### [Work request]
Extract each line of the data and write it out again exactly.

### [Listed records]
● ● ● ●

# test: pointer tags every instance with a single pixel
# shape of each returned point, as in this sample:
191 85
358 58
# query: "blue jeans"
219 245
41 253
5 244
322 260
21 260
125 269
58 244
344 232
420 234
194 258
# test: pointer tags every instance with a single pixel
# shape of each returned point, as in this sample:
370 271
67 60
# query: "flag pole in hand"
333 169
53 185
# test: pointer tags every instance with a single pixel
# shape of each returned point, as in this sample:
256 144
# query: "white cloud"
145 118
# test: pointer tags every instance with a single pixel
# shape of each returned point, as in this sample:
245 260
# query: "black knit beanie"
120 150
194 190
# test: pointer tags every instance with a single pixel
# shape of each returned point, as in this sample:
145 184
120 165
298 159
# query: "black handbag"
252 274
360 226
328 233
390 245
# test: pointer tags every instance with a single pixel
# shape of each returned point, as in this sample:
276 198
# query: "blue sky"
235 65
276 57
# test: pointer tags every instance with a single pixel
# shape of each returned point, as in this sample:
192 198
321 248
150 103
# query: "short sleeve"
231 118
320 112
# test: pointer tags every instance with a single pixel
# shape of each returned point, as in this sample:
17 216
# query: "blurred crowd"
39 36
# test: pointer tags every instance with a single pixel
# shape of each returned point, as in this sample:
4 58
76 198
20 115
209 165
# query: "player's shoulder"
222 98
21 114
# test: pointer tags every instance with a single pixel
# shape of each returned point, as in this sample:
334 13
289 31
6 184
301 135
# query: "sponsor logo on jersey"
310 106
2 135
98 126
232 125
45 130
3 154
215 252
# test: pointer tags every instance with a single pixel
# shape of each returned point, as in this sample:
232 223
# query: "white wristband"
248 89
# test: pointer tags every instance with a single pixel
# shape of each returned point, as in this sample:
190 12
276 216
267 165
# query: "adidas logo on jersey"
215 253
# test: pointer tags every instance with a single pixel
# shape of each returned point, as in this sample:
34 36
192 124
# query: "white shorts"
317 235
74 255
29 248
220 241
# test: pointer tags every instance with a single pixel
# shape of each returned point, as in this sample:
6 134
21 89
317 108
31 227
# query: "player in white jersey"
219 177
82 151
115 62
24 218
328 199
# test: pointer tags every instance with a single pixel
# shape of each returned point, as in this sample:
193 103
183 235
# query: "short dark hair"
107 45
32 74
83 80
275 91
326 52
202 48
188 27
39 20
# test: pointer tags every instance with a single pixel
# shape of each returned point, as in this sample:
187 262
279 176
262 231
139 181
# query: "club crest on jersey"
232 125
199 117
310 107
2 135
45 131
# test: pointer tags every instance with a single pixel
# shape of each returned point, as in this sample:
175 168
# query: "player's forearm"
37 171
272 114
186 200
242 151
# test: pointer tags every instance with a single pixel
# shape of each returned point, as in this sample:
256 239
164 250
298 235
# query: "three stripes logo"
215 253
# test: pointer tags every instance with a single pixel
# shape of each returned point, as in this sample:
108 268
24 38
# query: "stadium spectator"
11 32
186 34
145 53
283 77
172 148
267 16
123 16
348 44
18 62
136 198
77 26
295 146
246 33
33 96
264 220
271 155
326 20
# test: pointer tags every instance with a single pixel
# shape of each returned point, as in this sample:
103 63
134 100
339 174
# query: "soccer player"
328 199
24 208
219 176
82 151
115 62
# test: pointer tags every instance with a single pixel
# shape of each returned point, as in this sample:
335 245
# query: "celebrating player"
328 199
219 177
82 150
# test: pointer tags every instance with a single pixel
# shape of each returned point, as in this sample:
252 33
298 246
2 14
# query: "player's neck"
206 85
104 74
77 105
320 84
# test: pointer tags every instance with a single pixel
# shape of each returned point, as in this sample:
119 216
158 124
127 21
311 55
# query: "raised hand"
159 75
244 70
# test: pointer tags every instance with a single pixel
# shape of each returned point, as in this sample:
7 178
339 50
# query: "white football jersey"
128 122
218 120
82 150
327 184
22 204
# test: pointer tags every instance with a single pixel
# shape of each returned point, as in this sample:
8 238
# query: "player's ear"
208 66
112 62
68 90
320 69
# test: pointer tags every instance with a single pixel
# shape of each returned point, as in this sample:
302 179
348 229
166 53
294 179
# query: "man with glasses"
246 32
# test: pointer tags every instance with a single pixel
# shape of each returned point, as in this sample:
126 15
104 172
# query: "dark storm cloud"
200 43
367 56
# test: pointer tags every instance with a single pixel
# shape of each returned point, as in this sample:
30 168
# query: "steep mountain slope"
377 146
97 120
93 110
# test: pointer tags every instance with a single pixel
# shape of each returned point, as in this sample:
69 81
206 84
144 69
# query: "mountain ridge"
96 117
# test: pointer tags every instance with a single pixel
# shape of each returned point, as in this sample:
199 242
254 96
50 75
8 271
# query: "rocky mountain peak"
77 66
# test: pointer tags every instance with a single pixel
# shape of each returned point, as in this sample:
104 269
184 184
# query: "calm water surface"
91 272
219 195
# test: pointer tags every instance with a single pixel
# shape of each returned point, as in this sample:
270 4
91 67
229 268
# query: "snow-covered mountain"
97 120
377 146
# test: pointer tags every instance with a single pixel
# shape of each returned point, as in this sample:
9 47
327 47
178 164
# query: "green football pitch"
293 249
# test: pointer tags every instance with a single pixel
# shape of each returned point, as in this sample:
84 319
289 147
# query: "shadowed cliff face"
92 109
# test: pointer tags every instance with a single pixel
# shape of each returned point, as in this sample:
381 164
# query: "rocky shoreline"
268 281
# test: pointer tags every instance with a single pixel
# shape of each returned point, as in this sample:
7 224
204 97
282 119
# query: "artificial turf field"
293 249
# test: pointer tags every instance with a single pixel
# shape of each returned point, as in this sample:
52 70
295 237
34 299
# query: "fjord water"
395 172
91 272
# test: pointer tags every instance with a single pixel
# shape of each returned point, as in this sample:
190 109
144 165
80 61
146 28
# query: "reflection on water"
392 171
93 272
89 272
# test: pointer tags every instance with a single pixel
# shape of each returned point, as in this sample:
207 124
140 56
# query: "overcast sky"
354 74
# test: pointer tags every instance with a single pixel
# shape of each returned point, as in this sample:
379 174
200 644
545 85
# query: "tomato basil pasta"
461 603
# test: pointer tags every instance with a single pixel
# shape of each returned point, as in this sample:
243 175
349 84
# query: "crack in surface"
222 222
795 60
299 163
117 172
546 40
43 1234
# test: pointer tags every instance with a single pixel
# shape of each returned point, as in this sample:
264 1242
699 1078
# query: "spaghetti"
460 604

● ● ● ●

### [Task response]
# test: pointer tags every instance with a single pixel
# shape of each returned point, as in this sample:
191 85
358 58
# query: "blue jeans"
219 245
41 253
5 244
322 260
21 260
125 269
58 244
344 232
420 234
194 258
# test: pointer tags every instance with a single pixel
# shape of each returned point, as in this sample:
370 271
67 60
# query: "flag pole in hand"
333 169
53 185
# test: pointer tags every instance with a single pixel
# shape of each returned point, as in this sample:
256 144
# query: "white cloud"
145 118
# test: pointer tags every instance with a single pixel
# shape of each returned point, as in this sample:
245 260
# query: "black knit beanie"
120 150
194 190
# test: pointer tags every instance with a single pixel
# shape of each returned point, as in this sample:
145 184
120 165
298 159
# query: "black handbag"
252 274
360 226
328 233
390 245
# test: pointer tags every instance with a single pixel
# shape of each returned point, as in this sample:
276 198
# query: "blue sky"
235 65
276 57
# test: pointer tags every instance with a single pixel
# shape of each returned point, as in this sample:
192 198
321 248
150 103
# query: "short sleeve"
231 118
320 112
# test: pointer tags every instance with a single pixel
# shape of each returned point, as in this sample:
17 216
# query: "blurred crowd"
39 36
# test: pointer tags every instance with a single pixel
# shape of each returned point, as in this sample:
4 58
76 198
20 115
209 165
# query: "player's shoulder"
222 98
21 114
# test: pointer tags every instance with a single pixel
# shape of each returned point, as in this sample:
334 13
289 31
6 184
301 135
# query: "sponsor logo on jersey"
310 106
2 135
98 126
232 125
45 130
3 154
215 252
# test: pointer tags every instance with a single pixel
# shape of each returned point, as in this sample:
232 223
# query: "white wristband"
248 89
# test: pointer tags every instance with a single pixel
# shape of each returned point, as in this sample:
190 12
276 216
267 165
# query: "adidas logo on jersey"
215 253
# test: pointer tags every instance with a single pixel
# shape of each returned point, as in this sample:
34 36
192 124
# query: "white shorts"
317 235
74 255
29 248
220 241
# test: pointer tags every instance with a single pixel
# shape of each returned point, as in this sample:
6 134
21 89
317 108
31 227
# query: "player in white jersey"
219 177
82 151
115 62
24 218
328 199
# test: pointer tags every instance with a single pixel
# shape of each returned point, as in this sample:
193 103
183 235
# query: "short dark hair"
107 45
32 74
83 80
275 91
326 52
202 48
188 27
39 20
# test: pointer tags every instance with a single pixel
# shape of each returned point, as in this sample:
187 262
279 176
262 231
139 181
# query: "club crest on jersey"
232 125
199 117
310 107
2 135
45 131
# test: pointer tags every instance with a single pixel
# shape of each returned point, as in this sample:
175 168
# query: "player's forearm"
37 171
272 114
186 200
242 151
# test: pointer tags every instance with a single pixel
# shape of each returned point, as in this sample:
256 239
164 250
298 235
# query: "three stripes logo"
215 253
# test: pointer tags every instance with a single pixel
# shape of each returned point, as in this sample:
108 268
24 38
# query: "stadium spectator"
11 32
186 34
145 53
283 77
172 148
267 16
123 16
348 44
18 62
136 198
77 26
295 146
246 33
33 96
264 220
271 155
326 20
# test: pointer tags every instance with a single pixel
# shape of each returned point, as in this sample:
103 63
134 100
339 174
# query: "soccer player"
328 199
24 208
219 176
82 151
115 62
# test: pointer tags every instance with a single pixel
# shape of each returned point, as in this sample:
335 245
# query: "celebrating player"
328 199
219 177
82 150
# test: pointer tags every instance with a single pixel
# shape of each returned point, as in this sample:
252 33
298 246
2 14
# query: "player's neck"
206 85
104 74
77 105
320 84
# test: pointer tags every instance with a single pixel
# shape of each returned point, as in this sample:
119 216
158 124
127 21
311 55
# query: "raised hand"
159 75
244 70
# test: pointer tags every instance with a single pixel
# shape of each returned point, as in this sample:
7 178
339 50
# query: "white football jersey"
128 122
218 120
82 150
327 184
22 204
# test: pointer tags every instance with a single pixel
# shape of each returned point, as in this sample:
8 238
# query: "player's ear"
208 66
112 62
68 90
320 69
# test: pointer tags every instance with a single pixel
# shape of each returned point, as in this sample:
302 179
348 229
166 53
294 179
# query: "man with glasses"
246 32
# test: pointer tags every instance with a single pixel
# shape of each returned point, as in this sample:
126 15
104 172
# query: "dark storm cloud"
200 43
367 56
# test: pointer tags every instance with a single pixel
# shape of each returned point, as in this sample:
30 168
# query: "steep mountain slope"
377 146
97 120
93 110
# test: pointer tags every instance with a single pixel
# shape of each returned point, as in this sample:
69 81
206 84
144 69
# query: "mountain ridge"
96 117
# test: pointer tags every instance with a single pixel
# shape of each returned point, as in this sample:
199 242
254 96
50 75
8 271
# query: "rocky mountain peak"
77 66
# test: pointer tags every instance with a single pixel
# shape of each returned point, as in this sample:
104 269
184 184
# query: "calm water surface"
91 272
219 195
# test: pointer tags every instance with a single pixel
# shape of each returned point, as in this sample:
270 4
91 67
229 268
# query: "snow-covered mountain"
97 120
377 146
# test: pointer tags every instance with a single pixel
# shape of each returned point, as in this sample:
9 47
327 47
178 164
# query: "green football pitch"
293 249
# test: pointer tags every instance with a single pixel
# shape of each returned point, as in this sample:
84 319
289 147
# query: "shadowed cliff face"
92 109
# test: pointer tags every instance with a single pixel
# shape of each returned point, as in this sample:
381 164
# query: "rocky shoreline"
268 281
# test: pointer tags every instance with a single pixel
# shape of each returned point, as in this sample:
7 224
204 97
282 119
# query: "artificial turf field"
293 249
# test: pointer tags every instance with a single pixel
# shape of each returned point, as in this sample:
52 70
295 237
34 299
# query: "fjord water"
395 172
91 272
# test: pointer tags every instance with a single pixel
# shape of each returned point, as in this sample:
190 109
144 165
80 61
146 28
# query: "reflection on water"
392 171
93 272
89 272
# test: pointer tags every instance with a single pixel
# shape of each returned point, as in this sample:
207 124
140 56
# query: "overcast sky"
354 74
# test: pointer tags every instance with a single pixel
# shape of each returned point, as in this sample:
379 174
200 644
545 85
# query: "tomato basil pasta"
461 603
# test: pointer tags every instance with a single pixel
# shape of each returned point, as in this sample:
243 175
349 84
# query: "crack in surface"
222 222
795 60
299 163
117 172
546 40
43 1234
# test: pointer tags every instance with a single pixel
# shape of each returned point, as in this sample:
264 1242
699 1078
# query: "spaghetti"
460 604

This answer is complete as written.